▶ _BRIEF_
Scan the records for the line containing "Where can you spot the elderly"; extract it and all later lines, verbatim, through the end, and nothing before it.

▶ _EXTRACTED DATA_
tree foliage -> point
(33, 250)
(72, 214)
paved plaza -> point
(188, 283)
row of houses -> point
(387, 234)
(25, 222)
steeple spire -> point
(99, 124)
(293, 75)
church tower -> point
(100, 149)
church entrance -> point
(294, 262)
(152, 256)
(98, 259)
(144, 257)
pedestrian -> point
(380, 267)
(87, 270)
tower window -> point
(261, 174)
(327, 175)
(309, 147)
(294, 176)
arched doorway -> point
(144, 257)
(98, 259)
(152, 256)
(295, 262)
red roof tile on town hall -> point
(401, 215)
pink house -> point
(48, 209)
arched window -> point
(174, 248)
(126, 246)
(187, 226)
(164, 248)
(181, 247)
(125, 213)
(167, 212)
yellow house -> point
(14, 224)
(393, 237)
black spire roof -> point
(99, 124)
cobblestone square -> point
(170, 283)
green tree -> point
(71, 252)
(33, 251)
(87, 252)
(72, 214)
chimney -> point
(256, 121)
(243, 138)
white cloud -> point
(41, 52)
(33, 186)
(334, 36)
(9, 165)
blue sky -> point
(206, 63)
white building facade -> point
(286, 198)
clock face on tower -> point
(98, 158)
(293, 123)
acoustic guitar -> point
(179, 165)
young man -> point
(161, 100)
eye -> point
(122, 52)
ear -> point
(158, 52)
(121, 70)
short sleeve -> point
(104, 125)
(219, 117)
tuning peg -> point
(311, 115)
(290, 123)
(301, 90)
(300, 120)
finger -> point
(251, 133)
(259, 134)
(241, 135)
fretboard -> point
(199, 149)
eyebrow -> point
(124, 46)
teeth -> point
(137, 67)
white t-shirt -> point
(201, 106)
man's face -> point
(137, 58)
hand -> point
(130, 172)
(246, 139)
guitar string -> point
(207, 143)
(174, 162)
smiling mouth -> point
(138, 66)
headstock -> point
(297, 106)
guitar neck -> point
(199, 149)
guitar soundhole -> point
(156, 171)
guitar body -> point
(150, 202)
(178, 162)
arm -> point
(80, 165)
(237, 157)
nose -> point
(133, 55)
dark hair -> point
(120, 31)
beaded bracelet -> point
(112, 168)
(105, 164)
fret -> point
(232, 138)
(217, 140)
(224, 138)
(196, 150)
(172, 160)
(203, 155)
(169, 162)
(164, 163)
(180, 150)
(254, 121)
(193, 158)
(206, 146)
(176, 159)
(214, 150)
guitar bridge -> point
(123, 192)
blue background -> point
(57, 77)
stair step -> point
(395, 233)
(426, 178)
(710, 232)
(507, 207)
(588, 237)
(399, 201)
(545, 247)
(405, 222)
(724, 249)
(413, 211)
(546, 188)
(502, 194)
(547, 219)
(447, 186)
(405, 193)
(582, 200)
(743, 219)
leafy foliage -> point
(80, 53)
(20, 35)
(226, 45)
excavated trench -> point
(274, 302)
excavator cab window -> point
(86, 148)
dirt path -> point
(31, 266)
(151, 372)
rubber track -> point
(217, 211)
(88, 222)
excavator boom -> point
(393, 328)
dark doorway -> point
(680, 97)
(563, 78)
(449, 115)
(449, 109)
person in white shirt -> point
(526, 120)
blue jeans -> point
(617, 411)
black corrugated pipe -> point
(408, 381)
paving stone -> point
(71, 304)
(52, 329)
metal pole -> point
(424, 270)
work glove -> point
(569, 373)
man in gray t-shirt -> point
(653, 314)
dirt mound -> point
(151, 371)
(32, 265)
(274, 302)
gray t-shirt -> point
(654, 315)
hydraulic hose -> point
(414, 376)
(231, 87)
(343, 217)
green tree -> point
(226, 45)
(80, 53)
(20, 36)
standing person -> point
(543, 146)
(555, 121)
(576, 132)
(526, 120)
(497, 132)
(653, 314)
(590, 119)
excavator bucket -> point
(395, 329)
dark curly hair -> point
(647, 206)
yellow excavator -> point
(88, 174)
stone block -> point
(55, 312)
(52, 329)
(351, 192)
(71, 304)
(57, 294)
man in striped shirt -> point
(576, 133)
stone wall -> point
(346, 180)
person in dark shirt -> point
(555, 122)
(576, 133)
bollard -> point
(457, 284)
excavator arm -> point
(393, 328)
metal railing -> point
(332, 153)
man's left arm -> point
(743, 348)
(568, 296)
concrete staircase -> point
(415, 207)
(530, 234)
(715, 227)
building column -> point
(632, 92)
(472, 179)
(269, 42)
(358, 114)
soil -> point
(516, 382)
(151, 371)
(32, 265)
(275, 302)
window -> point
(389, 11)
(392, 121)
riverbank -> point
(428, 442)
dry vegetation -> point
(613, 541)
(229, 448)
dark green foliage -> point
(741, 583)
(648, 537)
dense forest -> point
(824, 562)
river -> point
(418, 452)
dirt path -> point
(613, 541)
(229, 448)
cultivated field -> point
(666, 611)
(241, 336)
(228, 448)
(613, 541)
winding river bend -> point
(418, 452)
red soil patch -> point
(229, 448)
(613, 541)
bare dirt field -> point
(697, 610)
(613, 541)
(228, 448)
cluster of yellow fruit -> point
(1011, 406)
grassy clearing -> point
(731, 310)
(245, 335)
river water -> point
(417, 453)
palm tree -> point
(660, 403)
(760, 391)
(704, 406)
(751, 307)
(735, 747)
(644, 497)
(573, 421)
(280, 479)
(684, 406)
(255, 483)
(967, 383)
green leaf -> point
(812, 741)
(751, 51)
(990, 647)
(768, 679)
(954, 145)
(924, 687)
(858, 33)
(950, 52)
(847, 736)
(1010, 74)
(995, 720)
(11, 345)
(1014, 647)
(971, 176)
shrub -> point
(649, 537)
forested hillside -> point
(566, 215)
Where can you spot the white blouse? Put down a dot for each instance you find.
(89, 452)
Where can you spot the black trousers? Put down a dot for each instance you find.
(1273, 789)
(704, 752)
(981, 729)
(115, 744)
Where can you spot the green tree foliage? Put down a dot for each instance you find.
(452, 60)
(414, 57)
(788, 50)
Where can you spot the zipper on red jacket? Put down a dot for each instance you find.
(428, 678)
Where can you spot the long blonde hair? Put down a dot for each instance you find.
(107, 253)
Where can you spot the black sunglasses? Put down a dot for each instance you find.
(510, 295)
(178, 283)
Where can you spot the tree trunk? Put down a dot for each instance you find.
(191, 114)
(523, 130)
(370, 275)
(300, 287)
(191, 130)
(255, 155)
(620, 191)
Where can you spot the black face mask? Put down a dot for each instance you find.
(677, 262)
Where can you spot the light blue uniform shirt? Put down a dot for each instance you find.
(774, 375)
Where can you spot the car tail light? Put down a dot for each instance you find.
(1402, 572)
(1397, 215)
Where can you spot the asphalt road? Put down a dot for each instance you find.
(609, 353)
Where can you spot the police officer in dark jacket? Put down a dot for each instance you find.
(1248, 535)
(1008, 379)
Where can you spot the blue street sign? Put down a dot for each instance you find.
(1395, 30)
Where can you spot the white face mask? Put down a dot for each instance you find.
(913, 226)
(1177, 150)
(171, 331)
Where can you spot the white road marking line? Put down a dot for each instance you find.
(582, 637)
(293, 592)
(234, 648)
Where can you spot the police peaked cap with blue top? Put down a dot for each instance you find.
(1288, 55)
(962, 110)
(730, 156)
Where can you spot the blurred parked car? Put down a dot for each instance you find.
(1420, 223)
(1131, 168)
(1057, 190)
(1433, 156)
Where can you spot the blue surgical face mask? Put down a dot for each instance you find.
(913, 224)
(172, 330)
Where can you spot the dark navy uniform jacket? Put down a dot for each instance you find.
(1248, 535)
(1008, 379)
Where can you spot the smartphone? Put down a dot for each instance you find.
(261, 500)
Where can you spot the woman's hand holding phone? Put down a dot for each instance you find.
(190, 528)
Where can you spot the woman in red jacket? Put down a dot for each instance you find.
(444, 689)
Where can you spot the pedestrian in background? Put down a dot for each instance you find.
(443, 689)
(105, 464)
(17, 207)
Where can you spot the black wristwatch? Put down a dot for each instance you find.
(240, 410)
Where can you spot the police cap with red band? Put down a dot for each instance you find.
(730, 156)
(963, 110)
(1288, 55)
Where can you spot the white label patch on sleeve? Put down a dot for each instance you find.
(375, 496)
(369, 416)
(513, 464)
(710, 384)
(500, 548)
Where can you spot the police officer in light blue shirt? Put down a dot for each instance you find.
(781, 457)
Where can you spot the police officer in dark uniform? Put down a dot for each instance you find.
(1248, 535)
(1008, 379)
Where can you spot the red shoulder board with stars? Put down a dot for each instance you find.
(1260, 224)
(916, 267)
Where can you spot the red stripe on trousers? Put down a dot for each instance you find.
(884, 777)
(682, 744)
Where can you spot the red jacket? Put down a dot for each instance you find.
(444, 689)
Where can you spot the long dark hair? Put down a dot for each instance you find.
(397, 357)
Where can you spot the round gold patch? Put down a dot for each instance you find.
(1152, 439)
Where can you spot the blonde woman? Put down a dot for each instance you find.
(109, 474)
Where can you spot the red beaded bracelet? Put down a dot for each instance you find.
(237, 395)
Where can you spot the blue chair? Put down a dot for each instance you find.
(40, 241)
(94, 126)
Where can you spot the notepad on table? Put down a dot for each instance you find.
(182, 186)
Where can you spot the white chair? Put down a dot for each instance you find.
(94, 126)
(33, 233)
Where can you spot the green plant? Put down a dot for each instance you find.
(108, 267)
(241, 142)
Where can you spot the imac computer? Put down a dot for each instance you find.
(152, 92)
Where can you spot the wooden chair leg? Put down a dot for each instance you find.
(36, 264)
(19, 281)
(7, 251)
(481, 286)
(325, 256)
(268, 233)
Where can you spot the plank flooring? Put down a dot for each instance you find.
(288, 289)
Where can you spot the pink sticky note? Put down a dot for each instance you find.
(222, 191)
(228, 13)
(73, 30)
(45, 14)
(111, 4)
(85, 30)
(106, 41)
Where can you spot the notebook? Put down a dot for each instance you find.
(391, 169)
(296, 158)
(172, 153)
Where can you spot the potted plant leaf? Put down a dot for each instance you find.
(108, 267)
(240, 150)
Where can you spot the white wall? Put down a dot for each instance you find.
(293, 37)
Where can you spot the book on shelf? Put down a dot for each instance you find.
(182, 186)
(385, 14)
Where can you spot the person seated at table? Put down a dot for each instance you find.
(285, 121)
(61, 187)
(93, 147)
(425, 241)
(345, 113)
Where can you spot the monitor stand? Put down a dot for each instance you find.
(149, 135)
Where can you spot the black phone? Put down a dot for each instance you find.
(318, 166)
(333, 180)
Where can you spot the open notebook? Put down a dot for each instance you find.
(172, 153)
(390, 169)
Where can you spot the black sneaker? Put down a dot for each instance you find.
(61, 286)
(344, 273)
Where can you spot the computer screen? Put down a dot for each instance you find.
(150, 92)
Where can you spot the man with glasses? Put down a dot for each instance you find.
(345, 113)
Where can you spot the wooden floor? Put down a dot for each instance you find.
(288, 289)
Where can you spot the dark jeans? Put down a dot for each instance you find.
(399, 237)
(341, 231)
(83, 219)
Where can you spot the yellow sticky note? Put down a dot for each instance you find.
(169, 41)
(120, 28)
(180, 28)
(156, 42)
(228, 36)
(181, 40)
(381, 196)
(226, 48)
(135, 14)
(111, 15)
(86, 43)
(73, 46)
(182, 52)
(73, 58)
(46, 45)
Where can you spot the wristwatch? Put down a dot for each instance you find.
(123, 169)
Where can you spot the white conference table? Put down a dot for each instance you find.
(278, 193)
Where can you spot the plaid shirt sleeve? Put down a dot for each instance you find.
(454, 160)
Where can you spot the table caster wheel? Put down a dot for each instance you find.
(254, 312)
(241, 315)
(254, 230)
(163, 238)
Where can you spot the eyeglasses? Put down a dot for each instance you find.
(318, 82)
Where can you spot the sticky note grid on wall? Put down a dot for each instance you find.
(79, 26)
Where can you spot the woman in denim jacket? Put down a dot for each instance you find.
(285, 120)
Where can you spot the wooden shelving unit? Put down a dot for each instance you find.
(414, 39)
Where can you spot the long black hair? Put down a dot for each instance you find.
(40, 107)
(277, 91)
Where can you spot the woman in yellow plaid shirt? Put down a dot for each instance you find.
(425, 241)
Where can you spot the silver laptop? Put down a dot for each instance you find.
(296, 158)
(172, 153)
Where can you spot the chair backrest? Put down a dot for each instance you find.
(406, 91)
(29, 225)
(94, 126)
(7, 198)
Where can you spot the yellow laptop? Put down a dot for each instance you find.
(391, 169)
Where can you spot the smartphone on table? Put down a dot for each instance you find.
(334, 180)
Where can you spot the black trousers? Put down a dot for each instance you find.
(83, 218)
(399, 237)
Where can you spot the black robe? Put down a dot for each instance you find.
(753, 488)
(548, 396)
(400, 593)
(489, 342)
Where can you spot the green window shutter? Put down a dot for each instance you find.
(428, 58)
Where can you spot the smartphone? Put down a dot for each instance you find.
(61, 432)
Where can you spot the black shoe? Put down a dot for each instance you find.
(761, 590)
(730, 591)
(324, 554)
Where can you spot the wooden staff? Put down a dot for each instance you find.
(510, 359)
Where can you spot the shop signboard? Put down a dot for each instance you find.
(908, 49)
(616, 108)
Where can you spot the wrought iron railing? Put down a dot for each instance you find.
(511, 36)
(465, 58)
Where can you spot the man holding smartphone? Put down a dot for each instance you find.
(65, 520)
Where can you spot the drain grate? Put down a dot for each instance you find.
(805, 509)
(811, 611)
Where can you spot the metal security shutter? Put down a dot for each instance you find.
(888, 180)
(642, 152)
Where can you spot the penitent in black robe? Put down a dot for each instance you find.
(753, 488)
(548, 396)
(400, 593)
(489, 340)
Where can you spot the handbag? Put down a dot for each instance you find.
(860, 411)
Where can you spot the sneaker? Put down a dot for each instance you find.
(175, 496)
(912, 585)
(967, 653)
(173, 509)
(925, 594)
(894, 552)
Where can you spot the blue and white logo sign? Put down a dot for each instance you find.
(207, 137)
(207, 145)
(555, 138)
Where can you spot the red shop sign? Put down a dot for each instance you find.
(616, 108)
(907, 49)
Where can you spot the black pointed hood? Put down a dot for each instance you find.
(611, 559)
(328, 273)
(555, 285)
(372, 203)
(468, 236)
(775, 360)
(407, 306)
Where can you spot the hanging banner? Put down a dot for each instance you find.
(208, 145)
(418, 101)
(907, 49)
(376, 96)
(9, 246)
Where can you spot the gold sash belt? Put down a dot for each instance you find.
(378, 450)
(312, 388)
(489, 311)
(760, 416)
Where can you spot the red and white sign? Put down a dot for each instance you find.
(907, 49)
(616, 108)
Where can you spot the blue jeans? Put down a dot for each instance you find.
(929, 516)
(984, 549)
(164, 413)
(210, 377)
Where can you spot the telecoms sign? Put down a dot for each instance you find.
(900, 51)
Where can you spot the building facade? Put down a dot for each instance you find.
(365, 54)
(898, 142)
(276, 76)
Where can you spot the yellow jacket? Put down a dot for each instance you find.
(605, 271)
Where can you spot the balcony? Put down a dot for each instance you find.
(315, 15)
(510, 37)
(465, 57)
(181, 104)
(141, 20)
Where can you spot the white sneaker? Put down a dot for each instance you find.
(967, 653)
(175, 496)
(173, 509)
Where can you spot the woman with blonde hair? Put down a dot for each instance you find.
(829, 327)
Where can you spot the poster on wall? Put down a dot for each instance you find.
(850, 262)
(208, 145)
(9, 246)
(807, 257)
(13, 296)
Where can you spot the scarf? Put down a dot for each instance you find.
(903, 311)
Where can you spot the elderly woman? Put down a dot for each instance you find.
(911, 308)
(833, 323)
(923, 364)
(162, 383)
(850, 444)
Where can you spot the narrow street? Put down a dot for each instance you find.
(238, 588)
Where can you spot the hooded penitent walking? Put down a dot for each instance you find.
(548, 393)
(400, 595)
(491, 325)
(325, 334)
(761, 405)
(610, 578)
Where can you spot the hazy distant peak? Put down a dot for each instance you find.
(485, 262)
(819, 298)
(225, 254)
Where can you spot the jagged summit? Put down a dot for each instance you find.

▶ _SOLUTION TO THE PROBLEM_
Where can you spot the elderly woman? Put down a dot for each instance you find.
(911, 308)
(833, 323)
(923, 364)
(162, 383)
(850, 444)
Where can you spot the narrow street? Put down a dot for each instance you find.
(238, 588)
Where can you spot the hooded penitent walking? Put down a dot for each instance you find.
(548, 393)
(400, 595)
(491, 325)
(325, 334)
(761, 405)
(610, 578)
Where can you spot the hazy distant peak? Put down a dot for each instance you find.
(485, 262)
(819, 298)
(225, 254)
Where can you spot the jagged summit? Put down a dot for each instance you find.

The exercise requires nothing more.